** Begin EXCERPT TO READ **

As others have suggested, csv reading is faster. So if you are on windows and have Excel, you could call a vbscript to convert the Excel to csv and then read the csv. I tried the script below and it took about 30 seconds.
# create a list with sheet numbers you want to process
sheets = map(str,range(1,6))
# convert each sheet to csv and then read it using read_csv
df={}
from subprocess import call
excel='C:\\Users\\rsignell\\OTT_Data_All_stations.xlsx'
for sheet in sheets:
csv = 'C:\\Users\\rsignell\\test' + sheet + '.csv'
call(['cscript.exe', 'C:\\Users\\rsignell\\ExcelToCsv.vbs', excel, csv, sheet])
df[sheet]=pd.read_csv(csv)
Here's a little snippet of python to create the ExcelToCsv.vbs script:
#write vbscript to file
vbscript="""if WScript.Arguments.Count < 3 Then
WScript.Echo "Please specify the source and the destination files. Usage: ExcelToCsv <xls/xlsx source file> <csv destination file> <worksheet number (starts at 1)>"
Wscript.Quit
End If
csv_format = 6
Set objFSO = CreateObject("Scripting.FileSystemObject")
src_file = objFSO.GetAbsolutePathName(Wscript.Arguments.Item(0))
dest_file = objFSO.GetAbsolutePathName(WScript.Arguments.Item(1))
worksheet_number = CInt(WScript.Arguments.Item(2))
Dim oExcel
Set oExcel = CreateObject("Excel.Application")
Dim oBook
Set oBook = oExcel.Workbooks.Open(src_file)
oBook.Worksheets(worksheet_number).Activate
oBook.SaveAs dest_file, csv_format
oBook.Close False
oExcel.Quit
""";
f = open('ExcelToCsv.vbs','w')
f.write(vbscript.encode('utf-8'))
f.close()
This answer benefited from Convert XLS to CSV on command line and csv & xlsx files import to pandas data frame: speed issue

I used xlsx2csv to virtually convert excel file to csv in memory and this helped cut the read time to about half.
from xlsx2csv import Xlsx2csv
from io import StringIO
import pandas as pd
def read_excel(path: str, sheet_name: str) -> pd.DataFrame:
buffer = StringIO()
Xlsx2csv(path, outputencoding="utf-8", sheet_name=sheet_name).convert(buffer)
buffer.seek(0)
df = pd.read_csv(buffer)
return df

If you have less than 65536 rows (in each sheet) you can try xls (instead of xlsx. In my experience xls is faster than xlsx. It is difficult to compare to csv because it depends on the number of sheets.

** End EXCERPT TO READ **
** Begin RECORDED DATA **

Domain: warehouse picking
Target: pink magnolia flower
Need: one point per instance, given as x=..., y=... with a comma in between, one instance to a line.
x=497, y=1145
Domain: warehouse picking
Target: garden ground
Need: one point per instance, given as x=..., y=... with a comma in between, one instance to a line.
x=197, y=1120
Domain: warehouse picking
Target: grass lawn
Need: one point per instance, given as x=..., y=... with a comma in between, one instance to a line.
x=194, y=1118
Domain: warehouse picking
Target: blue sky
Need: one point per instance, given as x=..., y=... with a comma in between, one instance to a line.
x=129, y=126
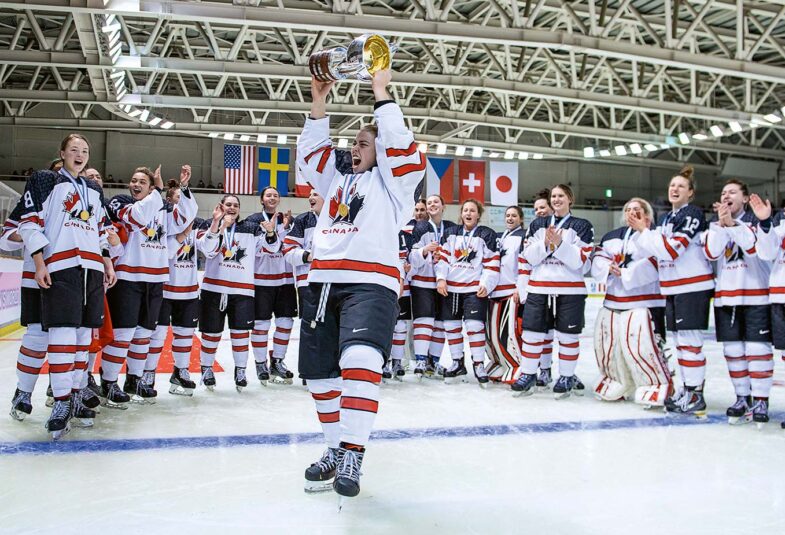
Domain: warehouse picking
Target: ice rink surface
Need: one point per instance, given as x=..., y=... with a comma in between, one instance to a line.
x=445, y=458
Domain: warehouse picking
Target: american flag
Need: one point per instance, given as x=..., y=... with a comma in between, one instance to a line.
x=239, y=169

** End RECORDED DATA **

WORK INSTRUCTIONS:
1: In the thread on speeding up Excel reads in pandas, why does the first answer convert each worksheet to csv before loading it?
2: List every import statement that appears in the code of the thread on speeding up Excel reads in pandas.
3: Write the next part of the thread on speeding up Excel reads in pandas, beginning after its final sentence.

ANSWERS PROVIDED:
1: Reading csv is faster than reading Excel, so on Windows with Excel installed, a vbscript can convert each sheet to csv and pandas can then read the csv. The author reports that this approach took about 30 seconds.

2:
from subprocess import call
from xlsx2csv import Xlsx2csv
from io import StringIO
import pandas as pd

3:
Although this is not an ideal solution (xls is a binary old privative format), I have found this is useful if you are working with a lof many sheets, internal formulas with values that are often updated, or for whatever reason you would really like to keep the excel multisheet functionality (instead of csv separated files).

In my experience, Pandas read_excel() works fine with Excel files with multiple sheets. As suggested in Using Pandas to read multiple worksheets, if you assign sheet_name to None it will automatically put every sheet in a Dataframe and it will output a dictionary of Dataframes with the keys of sheet names.
But the reason that it takes time is for where you parse texts in your code. 14MB excel with 5 sheets is not that much. I have a 20.1MB excel file with 46 sheets each one with more than 6000 rows and 17 columns and using read_excel it took like below:
t0 = time.time()
def parse(datestr):
y,m,d = datestr.split("/")
return dt.date(int(y),int(m),int(d))
data = pd.read_excel("DATA (1).xlsx", sheet_name=None, encoding="utf-8", skiprows=1, header=0, parse_dates=[1], date_parser=parse)
t1 = time.time()
print(t1 - t0)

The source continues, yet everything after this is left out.